__INFORMATION GIVEN__
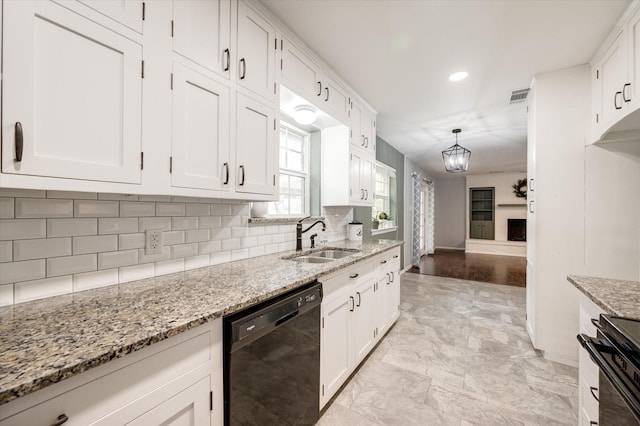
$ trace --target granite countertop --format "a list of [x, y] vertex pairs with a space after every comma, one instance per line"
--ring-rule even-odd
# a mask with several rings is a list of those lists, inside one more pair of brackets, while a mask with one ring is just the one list
[[322, 264], [281, 252], [2, 307], [0, 405], [401, 244], [331, 243], [360, 251]]
[[640, 320], [640, 281], [576, 275], [567, 279], [606, 313]]

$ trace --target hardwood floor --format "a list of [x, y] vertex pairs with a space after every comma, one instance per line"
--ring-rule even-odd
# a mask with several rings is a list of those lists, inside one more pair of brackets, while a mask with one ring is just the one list
[[422, 256], [420, 268], [414, 266], [409, 272], [516, 287], [527, 284], [524, 257], [470, 254], [462, 250], [437, 249], [435, 254]]

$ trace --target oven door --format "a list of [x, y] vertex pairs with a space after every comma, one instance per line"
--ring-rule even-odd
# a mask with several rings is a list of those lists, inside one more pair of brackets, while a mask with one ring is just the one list
[[594, 339], [585, 334], [578, 341], [600, 369], [599, 426], [640, 425], [640, 393], [634, 384], [637, 378], [624, 374], [618, 349], [600, 332]]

__EXERCISE BRIEF__
Please copy the data above exactly; the pictures do not belong in the copy.

__ANSWER BOX__
$ trace --target granite countertop --format "a list of [x, y] vertex pairs with a space after every comma, one instance per line"
--ring-rule even-odd
# a mask with several rings is a list of those lists, inside one more pair of brackets, while a mask with one ring is just the one list
[[322, 264], [281, 252], [2, 307], [0, 405], [401, 244], [331, 243], [360, 251]]
[[640, 320], [640, 281], [576, 275], [567, 279], [606, 313]]

$ trace --target hardwood floor --format "a list of [x, y] vertex pairs with a space after every comma, one instance per line"
--ring-rule even-odd
# a mask with several rings is a list of those lists, inside one more pair of brackets, while a mask with one ring is just the one list
[[422, 256], [420, 268], [414, 266], [409, 272], [516, 287], [527, 284], [524, 257], [470, 254], [462, 250], [437, 249], [435, 254]]

$ trace --target oven door --format "a list of [x, y] vertex pairs with a space after every comma, one instance per line"
--ring-rule even-odd
# a mask with several rings is a list of those lists, inside one more pair of brackets, while a mask with one ring is just the one list
[[594, 339], [585, 334], [578, 341], [600, 369], [599, 426], [640, 425], [640, 393], [634, 384], [637, 378], [624, 374], [618, 349], [600, 332]]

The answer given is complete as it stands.